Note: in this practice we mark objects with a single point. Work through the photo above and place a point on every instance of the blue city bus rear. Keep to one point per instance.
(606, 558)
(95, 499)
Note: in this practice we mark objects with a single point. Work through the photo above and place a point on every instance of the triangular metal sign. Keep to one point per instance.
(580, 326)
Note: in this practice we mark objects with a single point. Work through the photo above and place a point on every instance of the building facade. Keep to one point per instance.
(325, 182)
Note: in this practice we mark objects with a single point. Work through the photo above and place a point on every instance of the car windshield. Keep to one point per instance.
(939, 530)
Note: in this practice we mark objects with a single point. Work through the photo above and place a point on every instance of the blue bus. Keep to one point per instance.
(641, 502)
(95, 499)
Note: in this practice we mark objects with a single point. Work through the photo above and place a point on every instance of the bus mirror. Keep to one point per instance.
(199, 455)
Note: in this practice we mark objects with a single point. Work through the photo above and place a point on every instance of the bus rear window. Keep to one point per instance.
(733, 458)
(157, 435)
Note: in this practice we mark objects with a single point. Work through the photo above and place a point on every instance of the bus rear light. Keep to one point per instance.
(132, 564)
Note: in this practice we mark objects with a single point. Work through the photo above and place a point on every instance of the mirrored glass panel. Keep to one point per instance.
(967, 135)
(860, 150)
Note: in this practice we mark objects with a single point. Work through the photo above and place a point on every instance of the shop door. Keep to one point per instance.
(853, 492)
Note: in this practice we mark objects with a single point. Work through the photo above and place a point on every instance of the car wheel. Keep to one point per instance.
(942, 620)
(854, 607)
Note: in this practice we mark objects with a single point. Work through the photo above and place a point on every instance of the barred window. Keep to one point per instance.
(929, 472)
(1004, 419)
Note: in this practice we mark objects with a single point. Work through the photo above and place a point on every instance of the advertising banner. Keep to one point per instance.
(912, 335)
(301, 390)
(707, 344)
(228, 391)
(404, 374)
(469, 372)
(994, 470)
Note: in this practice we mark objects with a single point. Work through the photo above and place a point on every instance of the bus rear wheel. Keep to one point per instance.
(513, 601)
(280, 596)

* * * *

• [What you will do]:
From the line containing "door. Keep to one point per instance." through the end of the records, change "practice" to "exercise" wherever it appears. Give back only those lines, with everything else left as it is.

• [Full solution]:
Note: in this exercise we mark objects with a single point. Work through the photo above and place a point on every instance of the shop door. Keep to one point per instance.
(853, 492)
Note: in this exercise we mark objects with a single point. Work through the photo above and place a point on every instance of the car wheel. Keep to one point per instance.
(942, 620)
(854, 607)
Note: in this exercise we mark objects with a single point. Work through the photo above and place a point on every instance of the barred window. Keep to one point per instance.
(929, 472)
(1004, 419)
Note: in this exercise we mark objects with a single point. Work through the photo above and place a point on every instance of the advertising banner. Keep to one point per instance.
(912, 335)
(301, 390)
(707, 344)
(228, 391)
(404, 374)
(469, 372)
(994, 470)
Note: in this exercise we mark objects with a single point. Work through the photo above and place a point on every instance of the bus rear wheel. Keep to one point per instance.
(513, 601)
(280, 596)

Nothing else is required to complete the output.